- WHAT IS NEEDED: Return the data below verbatim, with every line unchanged and in the same order.

## Start

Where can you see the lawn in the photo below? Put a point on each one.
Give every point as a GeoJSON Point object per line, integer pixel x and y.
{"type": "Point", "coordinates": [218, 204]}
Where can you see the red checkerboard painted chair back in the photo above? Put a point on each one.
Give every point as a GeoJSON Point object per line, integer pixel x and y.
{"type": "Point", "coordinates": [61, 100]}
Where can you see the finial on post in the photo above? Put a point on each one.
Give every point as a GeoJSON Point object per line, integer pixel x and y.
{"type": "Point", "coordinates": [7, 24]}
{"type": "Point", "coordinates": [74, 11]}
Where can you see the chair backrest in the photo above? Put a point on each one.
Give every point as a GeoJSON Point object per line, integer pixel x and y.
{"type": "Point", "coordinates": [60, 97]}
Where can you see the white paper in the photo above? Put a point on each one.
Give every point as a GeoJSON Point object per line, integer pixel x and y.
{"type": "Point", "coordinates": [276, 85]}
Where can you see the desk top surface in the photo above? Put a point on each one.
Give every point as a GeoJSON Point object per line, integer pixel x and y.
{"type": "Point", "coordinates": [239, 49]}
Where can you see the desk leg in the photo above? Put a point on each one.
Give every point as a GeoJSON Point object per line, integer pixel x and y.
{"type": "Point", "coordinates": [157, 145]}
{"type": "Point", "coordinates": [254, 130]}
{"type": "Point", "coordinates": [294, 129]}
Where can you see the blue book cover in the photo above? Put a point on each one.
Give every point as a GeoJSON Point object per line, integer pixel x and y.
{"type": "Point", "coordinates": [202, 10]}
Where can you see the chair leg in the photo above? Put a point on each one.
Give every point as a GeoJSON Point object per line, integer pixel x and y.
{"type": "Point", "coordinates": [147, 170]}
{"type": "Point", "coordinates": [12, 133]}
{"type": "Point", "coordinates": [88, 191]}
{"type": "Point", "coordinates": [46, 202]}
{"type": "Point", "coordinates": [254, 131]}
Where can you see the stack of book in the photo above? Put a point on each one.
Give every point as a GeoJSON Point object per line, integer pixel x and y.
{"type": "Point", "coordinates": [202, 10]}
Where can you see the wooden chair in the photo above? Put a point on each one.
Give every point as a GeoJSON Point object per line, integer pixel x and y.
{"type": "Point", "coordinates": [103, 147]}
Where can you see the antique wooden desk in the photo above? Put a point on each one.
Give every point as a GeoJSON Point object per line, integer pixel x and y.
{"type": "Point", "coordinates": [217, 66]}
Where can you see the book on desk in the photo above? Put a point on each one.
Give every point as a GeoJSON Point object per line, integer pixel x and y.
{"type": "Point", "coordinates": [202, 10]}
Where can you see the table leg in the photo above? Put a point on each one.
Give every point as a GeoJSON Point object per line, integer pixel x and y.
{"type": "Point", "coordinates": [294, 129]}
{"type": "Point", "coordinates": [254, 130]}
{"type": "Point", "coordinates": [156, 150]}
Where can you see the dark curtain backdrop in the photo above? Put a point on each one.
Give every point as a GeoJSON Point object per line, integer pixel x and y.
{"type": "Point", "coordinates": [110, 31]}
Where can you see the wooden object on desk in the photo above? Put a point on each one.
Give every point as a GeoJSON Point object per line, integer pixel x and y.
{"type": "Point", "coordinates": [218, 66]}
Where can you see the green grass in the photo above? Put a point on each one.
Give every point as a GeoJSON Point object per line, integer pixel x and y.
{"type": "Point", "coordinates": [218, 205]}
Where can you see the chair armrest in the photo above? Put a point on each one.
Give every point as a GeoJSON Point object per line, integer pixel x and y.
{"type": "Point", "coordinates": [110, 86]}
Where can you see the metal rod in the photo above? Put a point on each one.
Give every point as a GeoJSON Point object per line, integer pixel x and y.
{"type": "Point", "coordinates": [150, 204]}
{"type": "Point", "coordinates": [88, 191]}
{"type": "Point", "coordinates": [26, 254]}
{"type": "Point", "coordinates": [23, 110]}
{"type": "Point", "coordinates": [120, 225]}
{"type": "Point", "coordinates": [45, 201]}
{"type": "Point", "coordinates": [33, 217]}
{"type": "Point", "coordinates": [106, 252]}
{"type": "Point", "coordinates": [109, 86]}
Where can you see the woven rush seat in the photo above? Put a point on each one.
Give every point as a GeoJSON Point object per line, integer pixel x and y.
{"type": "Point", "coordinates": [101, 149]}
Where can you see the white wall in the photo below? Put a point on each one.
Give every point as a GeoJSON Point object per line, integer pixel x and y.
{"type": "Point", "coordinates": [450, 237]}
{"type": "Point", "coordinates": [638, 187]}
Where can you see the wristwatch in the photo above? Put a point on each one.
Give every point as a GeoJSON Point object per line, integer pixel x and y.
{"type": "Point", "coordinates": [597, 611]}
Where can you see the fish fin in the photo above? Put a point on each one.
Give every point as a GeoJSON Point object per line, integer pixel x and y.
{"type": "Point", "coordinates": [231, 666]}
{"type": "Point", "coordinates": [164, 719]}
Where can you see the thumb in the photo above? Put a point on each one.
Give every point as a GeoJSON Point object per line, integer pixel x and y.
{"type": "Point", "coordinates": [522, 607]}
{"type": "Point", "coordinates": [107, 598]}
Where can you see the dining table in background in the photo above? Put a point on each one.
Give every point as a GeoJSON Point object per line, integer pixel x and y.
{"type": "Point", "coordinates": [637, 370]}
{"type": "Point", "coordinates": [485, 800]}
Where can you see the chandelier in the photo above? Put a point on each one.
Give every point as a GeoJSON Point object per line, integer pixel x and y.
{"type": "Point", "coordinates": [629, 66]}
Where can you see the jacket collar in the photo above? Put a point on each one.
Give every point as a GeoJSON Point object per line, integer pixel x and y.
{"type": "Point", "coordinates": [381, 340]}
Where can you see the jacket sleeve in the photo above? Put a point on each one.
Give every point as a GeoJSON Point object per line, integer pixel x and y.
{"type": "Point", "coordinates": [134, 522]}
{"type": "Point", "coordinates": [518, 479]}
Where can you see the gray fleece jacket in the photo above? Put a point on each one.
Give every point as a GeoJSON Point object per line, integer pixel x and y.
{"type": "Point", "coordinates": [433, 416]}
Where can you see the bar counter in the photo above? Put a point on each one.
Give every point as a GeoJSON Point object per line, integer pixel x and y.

## End

- EXERCISE RESULT:
Where can you see the lawn in the photo below? Put a point on each one.
Give every point as a GeoJSON Point object per line, integer pixel x and y.
{"type": "Point", "coordinates": [218, 204]}
Where can you see the red checkerboard painted chair back in the photo above? Put a point on each one.
Give every point as a GeoJSON Point object per line, integer pixel x and y.
{"type": "Point", "coordinates": [61, 100]}
Where can you see the finial on post in the photo above? Put a point on each one.
Give every point as a GeoJSON Point object per line, integer pixel x and y.
{"type": "Point", "coordinates": [7, 24]}
{"type": "Point", "coordinates": [74, 11]}
Where can you see the chair backrest in the photo above? Put a point on each one.
Give every point as a GeoJSON Point object per line, integer pixel x and y.
{"type": "Point", "coordinates": [60, 97]}
Where can you see the white paper in the photo above? Put a point on each one.
Give every point as a GeoJSON Point object per line, integer pixel x and y.
{"type": "Point", "coordinates": [276, 85]}
Where can you see the desk top surface in the photo above? Put a point on each one.
Give every point as a GeoJSON Point object per line, integer pixel x and y.
{"type": "Point", "coordinates": [239, 49]}
Where can you see the desk leg in the photo above? Put a point on each one.
Give every point as a GeoJSON Point object per line, integer pixel x and y.
{"type": "Point", "coordinates": [157, 145]}
{"type": "Point", "coordinates": [254, 130]}
{"type": "Point", "coordinates": [294, 129]}
Where can you see the blue book cover in the photo above? Put a point on each one.
Give every point as a GeoJSON Point object per line, integer pixel x and y.
{"type": "Point", "coordinates": [202, 10]}
Where can you see the chair leg in the photo above? Put a point on each one.
Give every point as a GeoJSON Point object per line, integer pixel x and y.
{"type": "Point", "coordinates": [147, 170]}
{"type": "Point", "coordinates": [12, 133]}
{"type": "Point", "coordinates": [88, 191]}
{"type": "Point", "coordinates": [46, 202]}
{"type": "Point", "coordinates": [254, 131]}
Where can you see the stack of book in the photo above? Put a point on each one.
Give every point as a GeoJSON Point object per line, integer pixel x and y.
{"type": "Point", "coordinates": [202, 10]}
Where can you see the wooden chair in the photo above? Put a point on each one.
Give every point as a GeoJSON Point object per line, integer pixel x and y.
{"type": "Point", "coordinates": [103, 147]}
Where can you see the antique wooden desk in the photo above? Put a point on each one.
Give every point as a GeoJSON Point object per line, integer pixel x and y.
{"type": "Point", "coordinates": [217, 66]}
Where can you see the book on desk in the photo above? Put a point on each one.
Give every point as a GeoJSON Point object per line, integer pixel x and y.
{"type": "Point", "coordinates": [202, 10]}
Where can you see the table leg in the photo above? Put a point on each one.
Give every point as a GeoJSON Point object per line, integer pixel x and y.
{"type": "Point", "coordinates": [294, 129]}
{"type": "Point", "coordinates": [254, 130]}
{"type": "Point", "coordinates": [156, 150]}
Where can you see the dark curtain backdrop in the photo above? Put a point on each one.
Give every point as a GeoJSON Point object per line, integer pixel x and y.
{"type": "Point", "coordinates": [110, 31]}
Where can you see the wooden object on desk in the photo above? Put a point on each one.
Give every point as a GeoJSON Point object per line, integer pixel x and y.
{"type": "Point", "coordinates": [218, 66]}
Where can you see the green grass in the photo above? Put a point on each one.
Give every point as a GeoJSON Point object per line, integer pixel x and y.
{"type": "Point", "coordinates": [218, 205]}
Where can you see the chair armrest in the photo above? Put a point on each one.
Give every point as a GeoJSON Point object per line, integer pixel x and y.
{"type": "Point", "coordinates": [110, 86]}
Where can you see the metal rod in the photo above? Put a point on each one.
Give every point as a GeoJSON Point object per line, integer pixel x and y.
{"type": "Point", "coordinates": [150, 204]}
{"type": "Point", "coordinates": [88, 191]}
{"type": "Point", "coordinates": [26, 254]}
{"type": "Point", "coordinates": [23, 110]}
{"type": "Point", "coordinates": [120, 225]}
{"type": "Point", "coordinates": [45, 201]}
{"type": "Point", "coordinates": [33, 217]}
{"type": "Point", "coordinates": [106, 252]}
{"type": "Point", "coordinates": [109, 86]}
Where can you see the woven rush seat in the photo above? Put a point on each one.
Give every point as a GeoJSON Point object per line, integer pixel x and y.
{"type": "Point", "coordinates": [101, 149]}
Where can you see the white wall in the photo below? Put a point on each one.
Give every point as a GeoJSON Point object per line, integer pixel x and y.
{"type": "Point", "coordinates": [450, 237]}
{"type": "Point", "coordinates": [638, 187]}
Where can you see the wristwatch in the photo above? Put a point on each one.
Give every point as a GeoJSON Point object per line, integer pixel x and y.
{"type": "Point", "coordinates": [597, 611]}
Where can you see the fish fin in the photo above? Put a point on each one.
Give every point as a GeoJSON Point object per line, integer pixel x and y.
{"type": "Point", "coordinates": [231, 666]}
{"type": "Point", "coordinates": [164, 719]}
Where can you see the thumb in the photo above? Put a point on each one.
Give every point as a GeoJSON Point object per line, integer pixel x and y.
{"type": "Point", "coordinates": [522, 607]}
{"type": "Point", "coordinates": [107, 598]}
Where can you see the dining table in background in the photo above? Put a point on each one.
Give every point as a GeoJSON Point object per line, integer pixel x and y.
{"type": "Point", "coordinates": [637, 370]}
{"type": "Point", "coordinates": [485, 800]}
Where can you see the chandelier in the photo above? Put a point on each one.
Give every point as a GeoJSON Point object per line, integer pixel x and y.
{"type": "Point", "coordinates": [629, 66]}
Where can you see the jacket collar in the photo above? Put a point on each one.
Give every point as a GeoJSON Point object per line, integer pixel x and y.
{"type": "Point", "coordinates": [381, 340]}
Where can you see the jacket sleeve in the photo above? Put a point on each one.
Give every point as a GeoJSON Point object per line, integer pixel x and y.
{"type": "Point", "coordinates": [134, 522]}
{"type": "Point", "coordinates": [518, 479]}
Where can you see the gray fleece jacket in the photo above? Put a point on each one.
Give every point as a GeoJSON Point object per line, integer pixel x and y.
{"type": "Point", "coordinates": [433, 416]}
Where can you see the bar counter in the photo above? Put a point on each one.
Give every point as a GeoJSON Point object per line, integer pixel x and y.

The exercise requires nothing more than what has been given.